◆ Extrait du document ◆

◇ ◇ ◇ ◇ ◇ ◇ ◇

En cas de refus ou d’échec des renégociations dans un délai raisonnable, le juge peut, à la demande de l’une ou l’autre des parties, adapter le contrat afin de le mettre en conformité avec ce que les parties auraient raisonnablement convenu au moment de la conclusion du contrat si elles avaient tenu compte du changement de circonstances, ou mettre fin au contrat en tout ou en partie à une date qui ne peut être antérieure au changement de circonstances et selon des modalités fixées par le juge. L’action est formée et instruite selon les formes du référé ».

Qu’en retenir ?

  • Le seul fait que les circonstances aient évolué depuis la conclusion du contrat, et qu’elles rendent l’exécution de celui-ci moins favorable pour l’une des parties, n’autorise pas celle-ci à s’exonérer ou à imposer la renégociation ;
  • La révision du contrat pour cause d’imprévision – ou plus précisément de changement de circonstances – ne peut se faire que dans les conditions fixées à l’aliéna 2. Les travaux préparatoires n’apportent pas de réponse quant à la portée de ces conditions, en sorte qu’il faut se retourner vers les instruments internationaux et le droit comparé, dans l’attente du développement de la jurisprudence ;
  • Si les conditions sont remplies, le débiteur peut demander au créancier de renégocier le contrat en vue de l’adapter ou d’y mettre fin. Pendant ces négociations, le contrat garde sa force obligatoire ;
  • En cas d’échec des négociations dans un délai raisonnable, le juge dispose du pouvoir d’adapter le contrat tout en veillant de conserver l’équilibre trouvé par les parties au moment de la conclusion du contrat, ou, à défaut, si une telle adaptation était impossible parce qu’elle n’aurait jamais pu recueillir l’accord des parties lors de la conclusion du contrat, de mettre fin en tout ou en partie au contrat.

◇ ◇ ◇ ◇ ◇ ◇ ◇

◆ Travail attendu ◆
Rédigez la suite de l'extrait sur la révision du contrat pour changement de circonstances, en reprenant après sa dernière phrase. Les enregistrements ne sont d'aucune utilité ici.

◇ ◇ ◇ ◇ ◇ ◇ ◇

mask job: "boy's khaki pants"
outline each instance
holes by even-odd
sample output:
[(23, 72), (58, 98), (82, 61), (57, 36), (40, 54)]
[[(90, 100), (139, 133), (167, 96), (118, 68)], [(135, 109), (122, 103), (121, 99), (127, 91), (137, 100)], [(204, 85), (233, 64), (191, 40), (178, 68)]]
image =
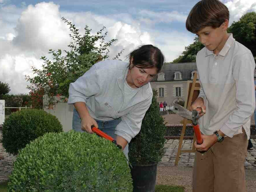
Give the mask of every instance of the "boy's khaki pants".
[(246, 192), (244, 165), (248, 141), (245, 131), (225, 137), (203, 153), (196, 152), (193, 192)]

◇ ◇ ◇ ◇ ◇ ◇ ◇

◆ Réponse ◆
  • Interdiction des clauses abusives : L’article 5.52 introduit en droit belge des obligations une innovation importante sous la forme d’une interdiction générale des clauses abusives. L’alinéa 1er dispose ainsi que « toute clause non négociable et qui crée un déséquilibre manifeste entre les droits et obligations des parties est abusive et réputée non écrite ». À la différence des réglementations B2C et B2B, l’interdiction de droit commun s’applique uniquement aux clauses qui n’ont pas pu être négociées entre les parties en raison de la position de force qu’occupait l’une d’elles dans la négociation.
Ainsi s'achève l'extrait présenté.